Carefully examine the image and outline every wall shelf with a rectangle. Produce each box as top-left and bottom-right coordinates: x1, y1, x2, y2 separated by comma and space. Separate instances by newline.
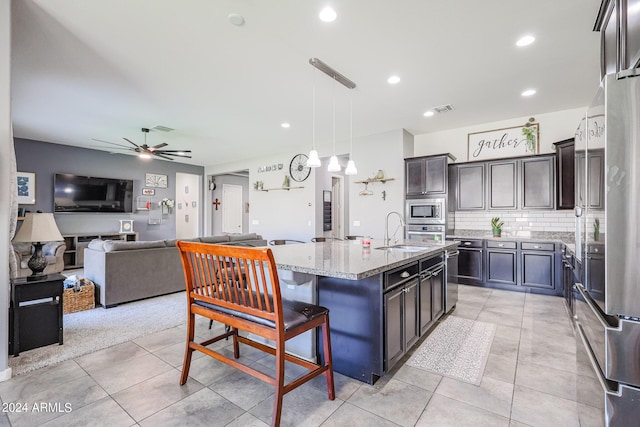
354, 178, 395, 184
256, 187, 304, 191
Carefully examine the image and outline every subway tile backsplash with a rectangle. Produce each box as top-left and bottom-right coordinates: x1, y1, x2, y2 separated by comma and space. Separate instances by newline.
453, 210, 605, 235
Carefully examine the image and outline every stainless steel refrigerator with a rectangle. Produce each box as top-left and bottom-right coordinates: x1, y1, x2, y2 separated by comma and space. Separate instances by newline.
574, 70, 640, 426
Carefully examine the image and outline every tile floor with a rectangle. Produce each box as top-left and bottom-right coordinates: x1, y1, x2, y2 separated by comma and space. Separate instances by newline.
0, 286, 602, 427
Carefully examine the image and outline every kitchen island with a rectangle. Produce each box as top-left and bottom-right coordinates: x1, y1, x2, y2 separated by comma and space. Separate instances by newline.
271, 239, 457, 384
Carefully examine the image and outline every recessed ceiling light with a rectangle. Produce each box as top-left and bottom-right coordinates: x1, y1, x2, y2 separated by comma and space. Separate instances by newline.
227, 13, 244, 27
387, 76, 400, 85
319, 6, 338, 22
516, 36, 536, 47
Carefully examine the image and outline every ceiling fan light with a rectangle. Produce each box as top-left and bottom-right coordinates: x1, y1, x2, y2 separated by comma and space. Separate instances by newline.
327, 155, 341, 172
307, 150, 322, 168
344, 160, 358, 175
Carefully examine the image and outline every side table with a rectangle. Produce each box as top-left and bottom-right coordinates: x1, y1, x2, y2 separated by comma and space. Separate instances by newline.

---

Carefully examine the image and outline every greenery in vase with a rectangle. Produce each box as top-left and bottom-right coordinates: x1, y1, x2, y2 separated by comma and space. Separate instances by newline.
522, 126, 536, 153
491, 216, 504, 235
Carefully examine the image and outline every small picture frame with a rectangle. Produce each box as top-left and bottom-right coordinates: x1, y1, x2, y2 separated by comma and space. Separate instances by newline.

• _SHORT EXERCISE_
Recast the material as a Markdown table with the columns Row and Entry, starting at the line that contains "Carefully examine the image and outline every wall" and stopping after the line that contains "453, 210, 605, 235". Omit blank lines and leave the pictures out.

• _EXERCISE OUTPUT_
| Row | Entry |
|---|---|
| 1 | Carefully examine the image and outline every wall shelf with a rectangle. Produce each box as top-left and bottom-right coordinates: x1, y1, x2, y2 separated by comma and space. Separate instances by newline. |
| 2 | 354, 178, 395, 184 |
| 3 | 256, 187, 304, 191 |
| 4 | Carefully examine the image and outline every subway tile backsplash with a rectangle. Produce each box as top-left and bottom-right coordinates: x1, y1, x2, y2 separated by comma and space. Separate instances by newline. |
| 5 | 453, 210, 605, 235 |